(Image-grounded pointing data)

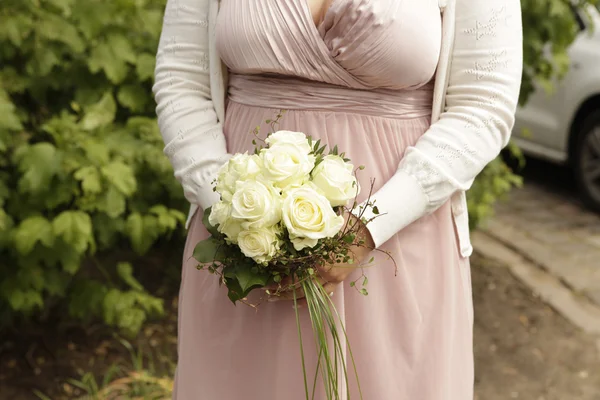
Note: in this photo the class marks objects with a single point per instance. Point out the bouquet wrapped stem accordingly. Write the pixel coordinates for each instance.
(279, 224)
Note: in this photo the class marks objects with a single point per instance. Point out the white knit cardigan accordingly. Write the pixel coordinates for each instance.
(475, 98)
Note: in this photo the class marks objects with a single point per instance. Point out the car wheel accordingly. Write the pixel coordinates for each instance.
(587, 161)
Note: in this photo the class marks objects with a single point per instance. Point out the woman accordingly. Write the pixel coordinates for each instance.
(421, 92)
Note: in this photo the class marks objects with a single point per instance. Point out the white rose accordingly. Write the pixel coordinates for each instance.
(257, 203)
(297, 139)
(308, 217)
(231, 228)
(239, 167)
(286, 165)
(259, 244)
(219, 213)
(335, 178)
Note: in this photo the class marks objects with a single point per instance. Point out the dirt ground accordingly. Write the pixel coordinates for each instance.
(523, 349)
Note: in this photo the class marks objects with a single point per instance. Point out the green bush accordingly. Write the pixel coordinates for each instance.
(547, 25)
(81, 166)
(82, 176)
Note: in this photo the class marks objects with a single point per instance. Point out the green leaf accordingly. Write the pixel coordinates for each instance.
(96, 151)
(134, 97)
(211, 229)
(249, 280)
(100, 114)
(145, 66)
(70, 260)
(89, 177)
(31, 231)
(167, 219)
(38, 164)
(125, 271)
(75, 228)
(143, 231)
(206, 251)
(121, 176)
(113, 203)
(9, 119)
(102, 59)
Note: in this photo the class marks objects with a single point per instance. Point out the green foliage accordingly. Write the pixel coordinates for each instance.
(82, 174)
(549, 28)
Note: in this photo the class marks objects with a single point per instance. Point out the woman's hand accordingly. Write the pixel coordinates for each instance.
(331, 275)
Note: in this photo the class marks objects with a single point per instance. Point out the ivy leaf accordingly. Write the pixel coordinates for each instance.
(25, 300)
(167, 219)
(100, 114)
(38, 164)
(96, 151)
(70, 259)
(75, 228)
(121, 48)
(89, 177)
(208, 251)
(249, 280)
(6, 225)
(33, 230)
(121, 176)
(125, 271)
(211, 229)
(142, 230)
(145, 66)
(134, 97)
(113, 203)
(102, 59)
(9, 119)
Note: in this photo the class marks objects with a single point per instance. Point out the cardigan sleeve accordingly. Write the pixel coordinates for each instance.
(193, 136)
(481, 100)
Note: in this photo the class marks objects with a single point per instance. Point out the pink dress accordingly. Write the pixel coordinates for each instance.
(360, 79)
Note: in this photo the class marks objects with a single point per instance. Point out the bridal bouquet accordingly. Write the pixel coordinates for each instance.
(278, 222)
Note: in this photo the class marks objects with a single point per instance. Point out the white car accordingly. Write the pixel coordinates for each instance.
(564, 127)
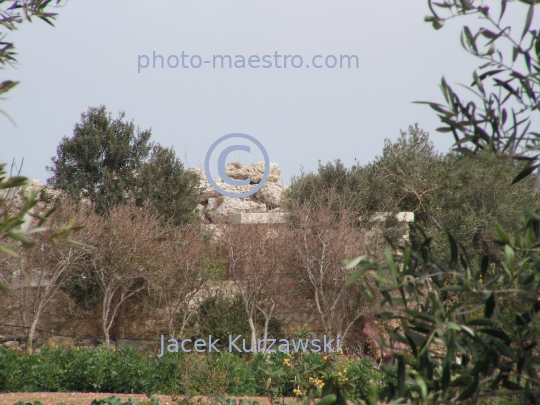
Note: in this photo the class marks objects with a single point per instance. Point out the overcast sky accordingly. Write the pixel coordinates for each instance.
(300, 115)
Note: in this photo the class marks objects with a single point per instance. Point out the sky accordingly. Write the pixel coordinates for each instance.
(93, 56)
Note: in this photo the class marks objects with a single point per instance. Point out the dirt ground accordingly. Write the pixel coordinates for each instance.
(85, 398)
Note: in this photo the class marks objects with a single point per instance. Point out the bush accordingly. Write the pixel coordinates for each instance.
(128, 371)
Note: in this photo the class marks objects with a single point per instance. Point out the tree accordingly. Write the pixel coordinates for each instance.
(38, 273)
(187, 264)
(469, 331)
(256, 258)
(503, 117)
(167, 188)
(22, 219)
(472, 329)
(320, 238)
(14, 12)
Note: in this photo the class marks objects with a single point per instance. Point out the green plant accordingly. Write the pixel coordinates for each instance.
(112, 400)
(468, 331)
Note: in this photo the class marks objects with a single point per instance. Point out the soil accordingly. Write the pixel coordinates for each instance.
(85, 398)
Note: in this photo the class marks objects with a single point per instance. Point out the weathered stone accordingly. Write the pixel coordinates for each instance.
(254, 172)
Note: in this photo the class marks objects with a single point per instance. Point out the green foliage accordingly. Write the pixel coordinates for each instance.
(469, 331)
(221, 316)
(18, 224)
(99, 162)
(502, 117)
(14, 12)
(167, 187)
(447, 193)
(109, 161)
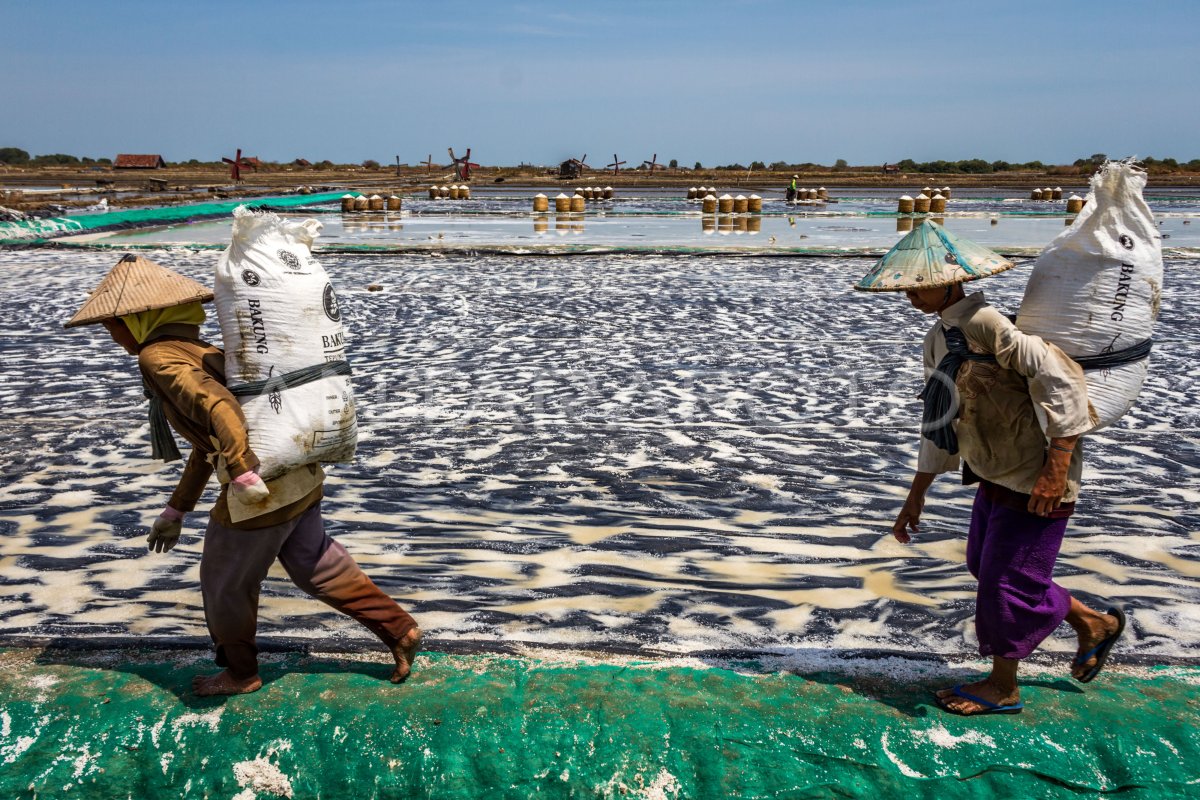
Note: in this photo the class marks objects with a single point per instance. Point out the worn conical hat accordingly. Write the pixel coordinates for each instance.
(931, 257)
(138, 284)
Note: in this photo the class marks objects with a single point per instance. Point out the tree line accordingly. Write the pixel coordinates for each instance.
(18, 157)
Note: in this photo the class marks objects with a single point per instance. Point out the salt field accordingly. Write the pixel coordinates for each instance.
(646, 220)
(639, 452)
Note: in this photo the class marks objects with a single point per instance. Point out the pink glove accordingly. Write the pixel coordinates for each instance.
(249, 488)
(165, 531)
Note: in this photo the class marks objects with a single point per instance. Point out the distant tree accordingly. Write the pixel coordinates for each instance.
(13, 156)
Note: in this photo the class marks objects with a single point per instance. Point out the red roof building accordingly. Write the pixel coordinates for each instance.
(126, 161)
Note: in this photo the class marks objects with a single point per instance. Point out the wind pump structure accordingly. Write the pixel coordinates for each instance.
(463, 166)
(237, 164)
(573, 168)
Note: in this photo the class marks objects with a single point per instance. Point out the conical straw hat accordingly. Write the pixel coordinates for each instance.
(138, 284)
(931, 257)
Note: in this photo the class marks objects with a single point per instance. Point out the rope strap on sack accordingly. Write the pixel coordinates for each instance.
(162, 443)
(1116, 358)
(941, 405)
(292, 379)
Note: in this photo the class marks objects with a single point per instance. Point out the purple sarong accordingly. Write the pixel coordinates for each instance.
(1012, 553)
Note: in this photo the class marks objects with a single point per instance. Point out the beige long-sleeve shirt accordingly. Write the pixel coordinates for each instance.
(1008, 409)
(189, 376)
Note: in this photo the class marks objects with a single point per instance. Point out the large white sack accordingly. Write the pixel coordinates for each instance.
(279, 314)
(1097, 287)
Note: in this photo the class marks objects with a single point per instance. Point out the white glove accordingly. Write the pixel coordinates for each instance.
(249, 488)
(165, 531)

→ **Action item**
Without including any picture, print every record exactly as written above.

→ **Solution to the problem**
Note: in this photo the class marks objects with a single point per instance. Point out the bouquet wrapped stem accordingly. Write the pixel coordinates for each instance.
(279, 224)
Note: in this photo the class marks objects with a single point per instance. Point out the white knit cardigan accordingly. Write the pixel coordinates for each instance.
(475, 98)
Note: in this photo the class marks objects with a single point per instance. Point out the car wheel accordingly. Write the pixel coordinates for each instance.
(587, 161)
Note: in this photo the class marks objects with a single point per instance. Point out the woman accordingly. Write the pixel coordinates for each instance.
(421, 92)
Note: in this photo the class marks objects with a single point per instance. Point out the white rose accordingly. Write the pixel coordinates for each instance.
(257, 203)
(297, 139)
(308, 217)
(231, 228)
(239, 167)
(286, 165)
(259, 244)
(219, 213)
(335, 178)
Note: in this photo the class marks objects with a single point per instance. Point out the dirt ground accordingly. Write the pixel coordinates for each instance.
(523, 349)
Note: in this photo the class marks objects with a single point per instance. Point out the green bush accordingly. Write the pixel coordinates for each instance.
(547, 25)
(81, 166)
(82, 176)
Note: in this photo the class marks objects with a single point per instance. Point out the green leaf accordingly. Write the pixel coordinates for each instance.
(96, 151)
(134, 97)
(211, 229)
(249, 280)
(100, 114)
(145, 66)
(70, 260)
(89, 177)
(31, 231)
(167, 219)
(38, 164)
(125, 271)
(75, 228)
(143, 231)
(206, 251)
(121, 176)
(113, 203)
(9, 119)
(102, 59)
Note: in this photo the class marks objects with a single point per instance. Point out the green foliage accordingly. Write the pixel coordinates for each instance.
(82, 174)
(549, 28)
Note: in this photo the class marks objects with a single point per instance. Point out the woman's hand accordingly. Write the pixel coordinates for each instance.
(331, 275)
Note: in this photo the class marks objects with a single point per instance. Point out the ivy leaf accordingly. Write the pixel coordinates for each instance.
(25, 300)
(167, 219)
(100, 114)
(38, 164)
(96, 151)
(70, 259)
(75, 228)
(121, 48)
(89, 177)
(208, 251)
(249, 280)
(6, 225)
(33, 230)
(121, 176)
(125, 271)
(211, 229)
(142, 230)
(145, 66)
(134, 97)
(113, 203)
(102, 59)
(9, 119)
Note: in this photo the class marks objects with a single point per instance. Point out the cardigan sleeve accordingly. Write the pixel coordinates for each instance.
(193, 136)
(481, 100)
Note: in this photo the class marks objects with a single point per instance. Point out the pink dress accordingly. Write the pixel coordinates for each instance.
(360, 79)
Note: in this photo the class marks objects with a single point per instance. Point out the bridal bouquet accordingly. Write the pixel coordinates for each instance.
(278, 222)
Note: in this photo the class marks objects with a single point per instance. Point out the white car accordingly. Write the pixel coordinates for each instance.
(564, 127)
Note: in this photo the class marks objects with a single point per instance. Point out the overcast sky accordingly. Write the pixel coordinates for each instance.
(300, 115)
Note: in this photo the class marks objects with a single point per instance. Point out the sky accordingly. Write the pixel coordinates for each instance.
(93, 56)
Note: in this photo the class marks objects with a single point per instance. Point out the dirt ground accordingly. Write the pixel coordinates for each instance.
(85, 398)
Note: in this photo the class marks objects with a single point per instance. Point out the bush accordingly. Write the pixel coordinates for each instance.
(128, 371)
Note: in this photo the class marks objects with a single point per instance. Point out the tree accordingly. Write the pixel coordinates for each instance.
(38, 273)
(187, 264)
(469, 331)
(256, 258)
(503, 117)
(167, 188)
(22, 219)
(472, 329)
(320, 238)
(14, 12)
Note: in this photo the class marks objects with a single point per instance. Point out the green plant accordingly. Write the pixel coordinates for each instance.
(112, 400)
(468, 331)
Note: in this photo the class marks objects with a single point per instance. Point out the soil accordingly. Write the pixel coordinates for each instance.
(85, 398)
Note: in this photo the class marks objects with a single point per instance. Point out the weathered stone accordingly. Write the pixel coordinates for each instance.
(254, 172)
Note: in this photo the class marks objects with a single point per instance. Point out the green foliage accordingly. Write the pixel coordinates for each instance.
(469, 331)
(221, 316)
(18, 224)
(99, 162)
(502, 117)
(14, 12)
(167, 187)
(447, 193)
(109, 161)
Note: in this photo the class marks objects with a single point per instance. Point out the worn conical hat accordingly. Write the pixel coordinates for each instance.
(931, 257)
(138, 284)
Note: in this photo the class marks objects with a single point per instance. Point out the tree line accordingly. Write the pixel coordinates for each instance.
(18, 157)
Note: in this photo the class marks objects with a single point per instance. Point out the salt field accordingly. Write the pixel coordinates for each instance.
(646, 220)
(639, 452)
Note: in this photo the class marks objects with a single point per instance. Point out the pink glove accordingly. Write the pixel coordinates for each instance.
(249, 488)
(165, 531)
Note: in this photo the class marks objects with a single point per instance. Point out the distant tree accordingly. Write the pixel coordinates for each instance.
(13, 156)
Note: in this photo the class marks objects with a single point per instance. Point out the red roof building accordingly. Write the pixel coordinates for each instance.
(126, 161)
Note: in this photo the class marks objects with a single point per instance. Point out the wind pump structure accordingly. Write the pixel coordinates for each instance.
(463, 166)
(237, 164)
(573, 168)
Note: in this photo the class marks objects with a single point per instance. Point out the conical straw hat accordingly. Write the pixel coordinates for each instance.
(138, 284)
(931, 257)
Note: in this photo the class marks objects with a single point per instance. Point out the rope strap on sack accordingly. Write the pixel coordinates for each instance.
(162, 443)
(1116, 358)
(941, 405)
(292, 379)
Note: in this photo the class marks objects with a single point per instance. Point out the purple sarong accordingly. Write the pixel coordinates for each instance.
(1012, 553)
Note: in this photo the class marks objects with a single point per instance. Point out the beige long-sleeve shirt accordingly. Write the pixel coordinates for each instance.
(1008, 409)
(189, 376)
Note: in this photo the class marks objects with a single point per instance. Point out the large white sack accordingly. Write the pixel coordinates for each instance.
(279, 314)
(1097, 287)
Note: in this photo the class marks objects with a single point per instance. Point out the white glove accordingly. Write the pixel coordinates for each instance.
(249, 488)
(165, 531)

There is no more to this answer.